◆ REQUIREMENT
Copy the material from its first line up to and including the line with "(1259, 485)", keeping every line, and raise each coordinate in the answers by 103. Leave the other text as it is and give only these lines.

-- Start of DATA LINES --

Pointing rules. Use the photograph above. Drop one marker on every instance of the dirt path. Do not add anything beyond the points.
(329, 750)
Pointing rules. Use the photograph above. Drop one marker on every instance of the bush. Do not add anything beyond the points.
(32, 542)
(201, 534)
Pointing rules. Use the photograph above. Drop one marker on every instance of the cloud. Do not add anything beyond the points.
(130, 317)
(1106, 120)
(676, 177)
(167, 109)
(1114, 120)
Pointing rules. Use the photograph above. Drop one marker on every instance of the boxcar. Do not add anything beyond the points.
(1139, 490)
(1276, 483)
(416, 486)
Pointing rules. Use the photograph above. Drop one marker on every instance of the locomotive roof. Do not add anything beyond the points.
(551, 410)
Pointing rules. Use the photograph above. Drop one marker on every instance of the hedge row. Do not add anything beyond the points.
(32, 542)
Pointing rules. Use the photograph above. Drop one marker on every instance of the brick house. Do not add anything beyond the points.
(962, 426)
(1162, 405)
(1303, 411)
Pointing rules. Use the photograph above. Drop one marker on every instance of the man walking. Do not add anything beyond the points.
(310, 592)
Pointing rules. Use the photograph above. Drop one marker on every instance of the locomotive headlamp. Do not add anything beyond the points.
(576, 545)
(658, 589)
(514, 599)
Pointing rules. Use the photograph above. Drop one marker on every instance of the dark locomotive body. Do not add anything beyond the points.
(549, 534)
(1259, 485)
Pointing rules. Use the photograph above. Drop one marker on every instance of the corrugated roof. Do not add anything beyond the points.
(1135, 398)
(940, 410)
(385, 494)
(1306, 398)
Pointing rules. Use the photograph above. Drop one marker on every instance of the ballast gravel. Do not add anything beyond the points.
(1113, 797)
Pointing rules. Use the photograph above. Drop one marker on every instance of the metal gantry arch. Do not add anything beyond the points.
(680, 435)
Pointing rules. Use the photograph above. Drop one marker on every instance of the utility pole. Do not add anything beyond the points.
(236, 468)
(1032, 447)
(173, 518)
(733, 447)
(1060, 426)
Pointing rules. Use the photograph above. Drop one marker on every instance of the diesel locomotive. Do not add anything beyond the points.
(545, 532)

-- End of DATA LINES --

◆ EXERCISE OUTPUT
Pointing rules. Use the photograph above. Drop one marker on every instance of the dirt path. Do not add anything beyond the points.
(432, 853)
Pointing rules. Use the photograph above. Drop one marker on every instance of the bush. Do not add anything beyond the points.
(135, 645)
(304, 637)
Pointing rules. Use the photograph above. Drop one marker on every instance of the cloud. Do not add anything beyond the points.
(233, 420)
(1209, 223)
(779, 280)
(270, 212)
(1217, 223)
Pointing rules. Use the photograph above. Drop one marker on every instance of the boxcar. Do not add anything beyond the points.
(1242, 593)
(1379, 586)
(519, 589)
Pointing rules. Use the photograph above. Drop one marker on every instance of the locomotive roof. Do not add anything beyond the points.
(654, 513)
Pointing rules. Use the photograph above. Drop one marker on every instance of the hedge row. Do not add anything beyond the points.
(135, 645)
Pointing rules. Use the photograph above. Drop one marker on every instance of the brick house. Do not add anything beyond the points.
(1065, 529)
(1265, 508)
(1406, 514)
Pointing rules. Use the photograph above. Drop one marker on every instance of the man walking. Do not add anything beyond the points.
(413, 695)
Pointing rules. Use the photograph above. Drop one marker on every instance of the locomotive headlamp. Do not add anything beyond the points.
(679, 648)
(761, 692)
(617, 702)
Pointing rules. Use the photograph above. Drop one marker on every instance of the dark locomotive body. Do not add anything beyond the points.
(652, 637)
(1362, 588)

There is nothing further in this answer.